▶ **Given task**
List each row below that contains the word "above", copying every such row in full.
**** Dataset records ****
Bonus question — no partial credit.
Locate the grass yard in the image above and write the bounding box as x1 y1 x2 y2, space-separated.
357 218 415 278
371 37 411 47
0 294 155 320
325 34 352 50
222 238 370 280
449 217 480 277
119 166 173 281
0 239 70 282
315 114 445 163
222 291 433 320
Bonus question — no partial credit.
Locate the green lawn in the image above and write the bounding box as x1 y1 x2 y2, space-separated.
****
**** Dataset records ****
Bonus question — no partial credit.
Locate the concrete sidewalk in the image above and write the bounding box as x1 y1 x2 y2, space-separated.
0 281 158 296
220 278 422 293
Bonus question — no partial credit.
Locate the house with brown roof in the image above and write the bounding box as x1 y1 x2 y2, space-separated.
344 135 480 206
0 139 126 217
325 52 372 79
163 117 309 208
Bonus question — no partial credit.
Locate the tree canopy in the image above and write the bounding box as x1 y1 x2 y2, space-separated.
****
**** Dataset records ****
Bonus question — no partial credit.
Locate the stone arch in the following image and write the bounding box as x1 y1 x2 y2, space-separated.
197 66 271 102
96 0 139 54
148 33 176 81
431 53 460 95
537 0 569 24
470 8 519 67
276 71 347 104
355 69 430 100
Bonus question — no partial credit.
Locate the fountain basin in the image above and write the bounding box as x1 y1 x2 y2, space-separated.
****
▶ **Complete response**
Locate the grass yard in the image above and write the bounding box as x1 y1 x2 y2, space-separated.
Locate the green lawn in the image above and write the bounding box as x1 y1 x2 y2, space-separated.
Locate the concrete sidewalk in the image above and write the bounding box as x1 y1 x2 y2, space-separated.
Locate the house with brown roof in the image above and write the bounding box as x1 y1 x2 y2, space-separated.
Locate the tree canopy in the image above and write the bounding box as x1 y1 x2 y2, space-separated.
Locate the fountain basin in the image above and write the bounding box as x1 y1 x2 y2, space-separated.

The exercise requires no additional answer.